_JOB_
Give again, word for word, only the lines from the one containing "the chimney stack" through the final line.

(Dataset excerpts on object pointing)
|---|
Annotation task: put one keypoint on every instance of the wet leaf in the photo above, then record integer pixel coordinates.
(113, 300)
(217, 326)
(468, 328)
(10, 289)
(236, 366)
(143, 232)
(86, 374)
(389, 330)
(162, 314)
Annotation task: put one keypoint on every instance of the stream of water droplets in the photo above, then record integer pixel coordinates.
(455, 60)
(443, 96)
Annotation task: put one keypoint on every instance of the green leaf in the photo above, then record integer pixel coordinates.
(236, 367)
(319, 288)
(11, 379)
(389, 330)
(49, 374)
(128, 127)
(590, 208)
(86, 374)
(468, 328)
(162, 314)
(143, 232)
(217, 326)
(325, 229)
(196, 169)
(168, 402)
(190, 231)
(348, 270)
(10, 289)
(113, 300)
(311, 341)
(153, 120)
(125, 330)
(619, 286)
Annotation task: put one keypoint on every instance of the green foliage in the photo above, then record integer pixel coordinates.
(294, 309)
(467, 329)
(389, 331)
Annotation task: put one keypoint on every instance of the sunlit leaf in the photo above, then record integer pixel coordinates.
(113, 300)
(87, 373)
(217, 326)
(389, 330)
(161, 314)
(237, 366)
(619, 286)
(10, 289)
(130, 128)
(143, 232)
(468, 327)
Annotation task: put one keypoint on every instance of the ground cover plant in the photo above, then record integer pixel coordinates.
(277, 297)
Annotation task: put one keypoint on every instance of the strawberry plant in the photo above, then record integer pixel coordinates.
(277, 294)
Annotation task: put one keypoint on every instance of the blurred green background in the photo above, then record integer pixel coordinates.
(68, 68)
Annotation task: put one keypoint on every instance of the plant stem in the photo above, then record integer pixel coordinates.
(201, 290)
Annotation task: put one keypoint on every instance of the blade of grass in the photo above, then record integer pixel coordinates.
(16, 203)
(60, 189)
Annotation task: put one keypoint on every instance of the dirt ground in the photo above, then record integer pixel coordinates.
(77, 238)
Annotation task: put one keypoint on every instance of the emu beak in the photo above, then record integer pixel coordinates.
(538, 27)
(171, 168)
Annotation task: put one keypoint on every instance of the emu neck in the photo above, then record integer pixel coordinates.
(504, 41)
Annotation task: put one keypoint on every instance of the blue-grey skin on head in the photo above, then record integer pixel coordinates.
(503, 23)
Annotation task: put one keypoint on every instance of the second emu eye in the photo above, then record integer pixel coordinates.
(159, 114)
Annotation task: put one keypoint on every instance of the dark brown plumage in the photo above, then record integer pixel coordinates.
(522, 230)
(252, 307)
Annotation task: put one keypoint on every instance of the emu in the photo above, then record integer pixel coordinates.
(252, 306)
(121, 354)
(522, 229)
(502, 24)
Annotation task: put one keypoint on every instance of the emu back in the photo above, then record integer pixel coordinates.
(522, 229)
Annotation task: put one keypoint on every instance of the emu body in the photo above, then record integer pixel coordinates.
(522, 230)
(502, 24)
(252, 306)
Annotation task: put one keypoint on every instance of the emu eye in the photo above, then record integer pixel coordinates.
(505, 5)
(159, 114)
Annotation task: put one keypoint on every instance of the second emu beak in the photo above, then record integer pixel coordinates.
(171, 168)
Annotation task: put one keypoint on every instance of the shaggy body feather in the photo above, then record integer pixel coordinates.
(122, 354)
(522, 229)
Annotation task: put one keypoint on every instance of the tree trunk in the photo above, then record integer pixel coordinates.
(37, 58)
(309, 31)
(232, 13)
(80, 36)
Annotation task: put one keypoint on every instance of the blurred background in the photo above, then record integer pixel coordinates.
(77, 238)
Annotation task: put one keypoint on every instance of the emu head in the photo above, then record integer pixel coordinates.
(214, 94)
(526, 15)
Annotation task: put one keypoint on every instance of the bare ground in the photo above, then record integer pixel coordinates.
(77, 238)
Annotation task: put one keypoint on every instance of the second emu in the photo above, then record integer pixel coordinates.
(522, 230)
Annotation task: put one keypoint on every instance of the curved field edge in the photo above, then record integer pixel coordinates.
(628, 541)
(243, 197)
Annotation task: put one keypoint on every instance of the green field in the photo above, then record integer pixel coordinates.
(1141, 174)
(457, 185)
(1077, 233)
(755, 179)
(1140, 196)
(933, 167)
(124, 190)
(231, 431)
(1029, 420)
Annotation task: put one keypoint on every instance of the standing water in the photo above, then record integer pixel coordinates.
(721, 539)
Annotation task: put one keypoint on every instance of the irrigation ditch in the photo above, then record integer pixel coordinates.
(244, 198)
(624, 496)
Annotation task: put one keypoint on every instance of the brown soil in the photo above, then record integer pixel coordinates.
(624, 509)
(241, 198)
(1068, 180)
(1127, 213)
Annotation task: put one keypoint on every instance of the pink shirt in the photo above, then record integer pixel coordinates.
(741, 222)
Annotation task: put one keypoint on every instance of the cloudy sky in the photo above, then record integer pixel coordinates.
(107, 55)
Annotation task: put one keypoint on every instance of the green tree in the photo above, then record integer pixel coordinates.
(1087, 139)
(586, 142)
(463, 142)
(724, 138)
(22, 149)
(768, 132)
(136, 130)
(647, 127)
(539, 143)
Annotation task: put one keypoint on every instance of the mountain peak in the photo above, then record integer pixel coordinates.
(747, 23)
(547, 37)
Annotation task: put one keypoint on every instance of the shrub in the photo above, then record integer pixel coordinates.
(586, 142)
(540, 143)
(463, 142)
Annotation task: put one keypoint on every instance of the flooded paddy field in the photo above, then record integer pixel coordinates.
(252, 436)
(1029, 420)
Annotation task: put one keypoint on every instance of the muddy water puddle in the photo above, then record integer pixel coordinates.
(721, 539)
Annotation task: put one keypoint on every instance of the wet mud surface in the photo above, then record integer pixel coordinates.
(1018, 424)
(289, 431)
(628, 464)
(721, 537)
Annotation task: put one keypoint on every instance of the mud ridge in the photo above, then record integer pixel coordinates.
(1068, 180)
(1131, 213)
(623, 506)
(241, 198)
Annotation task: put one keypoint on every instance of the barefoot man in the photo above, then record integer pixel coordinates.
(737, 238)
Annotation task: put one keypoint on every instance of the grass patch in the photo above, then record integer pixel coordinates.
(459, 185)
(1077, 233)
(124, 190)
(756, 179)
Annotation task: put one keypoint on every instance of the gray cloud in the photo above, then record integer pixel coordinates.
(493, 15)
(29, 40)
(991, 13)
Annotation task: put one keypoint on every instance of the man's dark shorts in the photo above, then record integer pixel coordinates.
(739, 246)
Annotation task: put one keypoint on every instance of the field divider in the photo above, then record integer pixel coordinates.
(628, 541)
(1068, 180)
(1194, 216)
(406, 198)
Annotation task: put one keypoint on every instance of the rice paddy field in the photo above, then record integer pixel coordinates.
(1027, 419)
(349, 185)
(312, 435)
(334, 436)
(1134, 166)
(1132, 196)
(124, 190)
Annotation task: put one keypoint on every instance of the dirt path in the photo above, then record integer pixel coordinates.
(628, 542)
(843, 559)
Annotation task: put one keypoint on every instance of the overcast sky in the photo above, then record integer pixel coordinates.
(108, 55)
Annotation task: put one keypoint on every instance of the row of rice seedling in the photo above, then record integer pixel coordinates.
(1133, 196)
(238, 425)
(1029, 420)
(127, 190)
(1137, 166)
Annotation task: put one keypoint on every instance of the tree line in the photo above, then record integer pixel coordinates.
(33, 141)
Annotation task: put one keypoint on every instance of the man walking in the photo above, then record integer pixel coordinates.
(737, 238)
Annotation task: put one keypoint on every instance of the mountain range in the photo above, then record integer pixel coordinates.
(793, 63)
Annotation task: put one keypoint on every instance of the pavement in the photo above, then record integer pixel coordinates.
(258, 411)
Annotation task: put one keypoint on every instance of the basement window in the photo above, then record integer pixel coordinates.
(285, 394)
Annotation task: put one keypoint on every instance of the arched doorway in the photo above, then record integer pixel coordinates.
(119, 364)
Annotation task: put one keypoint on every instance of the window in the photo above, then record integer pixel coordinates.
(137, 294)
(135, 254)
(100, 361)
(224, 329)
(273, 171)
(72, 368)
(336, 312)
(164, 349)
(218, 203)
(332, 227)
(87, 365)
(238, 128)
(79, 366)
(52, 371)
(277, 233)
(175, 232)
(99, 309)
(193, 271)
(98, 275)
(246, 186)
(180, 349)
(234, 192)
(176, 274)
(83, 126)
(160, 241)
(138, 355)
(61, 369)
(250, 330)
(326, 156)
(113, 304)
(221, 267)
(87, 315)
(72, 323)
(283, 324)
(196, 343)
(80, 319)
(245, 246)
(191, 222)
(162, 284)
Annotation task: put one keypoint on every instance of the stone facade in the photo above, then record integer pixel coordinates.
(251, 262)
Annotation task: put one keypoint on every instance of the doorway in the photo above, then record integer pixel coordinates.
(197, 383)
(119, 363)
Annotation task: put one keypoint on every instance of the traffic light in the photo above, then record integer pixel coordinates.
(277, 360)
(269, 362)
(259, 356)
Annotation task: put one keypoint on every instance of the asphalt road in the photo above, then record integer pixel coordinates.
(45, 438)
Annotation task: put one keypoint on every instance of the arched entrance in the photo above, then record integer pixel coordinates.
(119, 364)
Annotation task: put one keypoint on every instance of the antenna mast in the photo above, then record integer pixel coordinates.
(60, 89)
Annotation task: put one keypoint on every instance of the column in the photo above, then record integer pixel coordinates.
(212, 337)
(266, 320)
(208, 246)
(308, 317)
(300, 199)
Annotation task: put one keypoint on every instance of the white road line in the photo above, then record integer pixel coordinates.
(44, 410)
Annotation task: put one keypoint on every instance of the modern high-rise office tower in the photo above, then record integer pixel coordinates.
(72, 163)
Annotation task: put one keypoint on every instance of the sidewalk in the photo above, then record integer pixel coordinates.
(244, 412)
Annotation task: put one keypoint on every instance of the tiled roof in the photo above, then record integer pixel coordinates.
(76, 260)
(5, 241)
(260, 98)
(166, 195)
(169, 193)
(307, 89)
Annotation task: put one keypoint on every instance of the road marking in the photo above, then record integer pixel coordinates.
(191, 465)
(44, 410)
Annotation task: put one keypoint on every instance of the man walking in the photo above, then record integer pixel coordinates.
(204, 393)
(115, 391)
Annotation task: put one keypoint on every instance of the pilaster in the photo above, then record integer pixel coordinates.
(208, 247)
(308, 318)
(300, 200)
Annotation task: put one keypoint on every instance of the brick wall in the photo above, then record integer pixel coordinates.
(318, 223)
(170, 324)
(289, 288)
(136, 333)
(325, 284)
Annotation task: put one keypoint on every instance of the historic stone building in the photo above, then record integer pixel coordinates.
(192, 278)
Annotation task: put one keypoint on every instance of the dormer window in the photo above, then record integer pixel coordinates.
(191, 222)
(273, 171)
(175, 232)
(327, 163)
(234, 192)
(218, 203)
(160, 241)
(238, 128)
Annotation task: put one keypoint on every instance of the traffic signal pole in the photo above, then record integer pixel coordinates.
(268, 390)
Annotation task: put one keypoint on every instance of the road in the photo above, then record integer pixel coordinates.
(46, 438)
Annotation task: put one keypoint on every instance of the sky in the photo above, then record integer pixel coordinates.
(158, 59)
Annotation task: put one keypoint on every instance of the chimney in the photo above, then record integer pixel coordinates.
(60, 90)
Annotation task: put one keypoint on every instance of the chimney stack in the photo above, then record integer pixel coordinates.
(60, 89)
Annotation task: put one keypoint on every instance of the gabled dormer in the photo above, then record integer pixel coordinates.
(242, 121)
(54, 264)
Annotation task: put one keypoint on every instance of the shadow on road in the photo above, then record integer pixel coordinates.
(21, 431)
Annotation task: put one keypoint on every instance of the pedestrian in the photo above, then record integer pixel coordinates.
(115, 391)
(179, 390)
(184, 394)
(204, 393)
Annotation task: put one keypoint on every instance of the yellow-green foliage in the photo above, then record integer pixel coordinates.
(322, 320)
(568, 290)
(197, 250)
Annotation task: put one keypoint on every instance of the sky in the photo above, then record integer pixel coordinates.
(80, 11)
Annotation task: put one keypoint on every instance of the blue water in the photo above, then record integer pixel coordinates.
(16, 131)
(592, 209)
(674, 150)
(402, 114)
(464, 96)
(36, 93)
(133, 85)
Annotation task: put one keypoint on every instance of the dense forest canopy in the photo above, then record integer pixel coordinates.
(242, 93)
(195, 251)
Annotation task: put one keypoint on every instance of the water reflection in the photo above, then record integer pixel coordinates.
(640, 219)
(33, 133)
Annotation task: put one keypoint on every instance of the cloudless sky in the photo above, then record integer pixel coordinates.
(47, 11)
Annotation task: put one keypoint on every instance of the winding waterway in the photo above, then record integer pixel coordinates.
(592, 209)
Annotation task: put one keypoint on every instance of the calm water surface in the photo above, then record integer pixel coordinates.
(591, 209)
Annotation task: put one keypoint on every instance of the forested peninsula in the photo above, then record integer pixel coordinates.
|---|
_OUTPUT BELOW_
Annotation task: put one keypoint on every instance of the chimney stack in the photo above, then record integer pixel coordinates.
(60, 89)
Annotation task: put one keypoint on every instance of the gabled dormer in the photo above, then record integer pixel coordinates.
(242, 121)
(54, 264)
Annotation task: put one keypoint on every instance of the shadow on road in the photo above, then record integer pixel coordinates.
(21, 431)
Annotation task: put one keypoint on every instance of the pedestrian in the photo above, then record integer pixel coordinates.
(115, 391)
(179, 390)
(184, 394)
(204, 393)
Annotation task: put one keypoint on every instance of the yellow-green foliage in the photo above, then record integer pixel coordinates.
(322, 320)
(568, 290)
(197, 250)
Annotation task: put one keypoint on every instance of the sky in the photo above, then record integer pixel coordinates.
(80, 11)
Annotation task: put one keypoint on every instance of the blue water in the photo above, then record integer pixel coordinates.
(16, 131)
(592, 209)
(674, 150)
(402, 114)
(464, 96)
(36, 93)
(133, 85)
Annotation task: put one keypoint on every instance of the dense forest canopy in the photo above, then record integer pixel coordinates.
(242, 93)
(195, 251)
Annotation task: put one keypoint on every instance of the water reflection in the photo above, then record integer pixel coordinates.
(640, 219)
(33, 133)
Annotation task: put one keypoint on every instance of the cloudless sky in the photo above, then record integer pixel coordinates.
(47, 11)
Annotation task: put one keypoint on every instance of the winding waterway in the photo above, then record integer pixel coordinates.
(592, 209)
Annotation task: put one keypoint on every instance of the calm water surface in the photo above, then record integer pixel coordinates.
(591, 209)
Annotation task: put one keypoint on every instance of the forested peninsula in the photo above, then record integer pixel coordinates.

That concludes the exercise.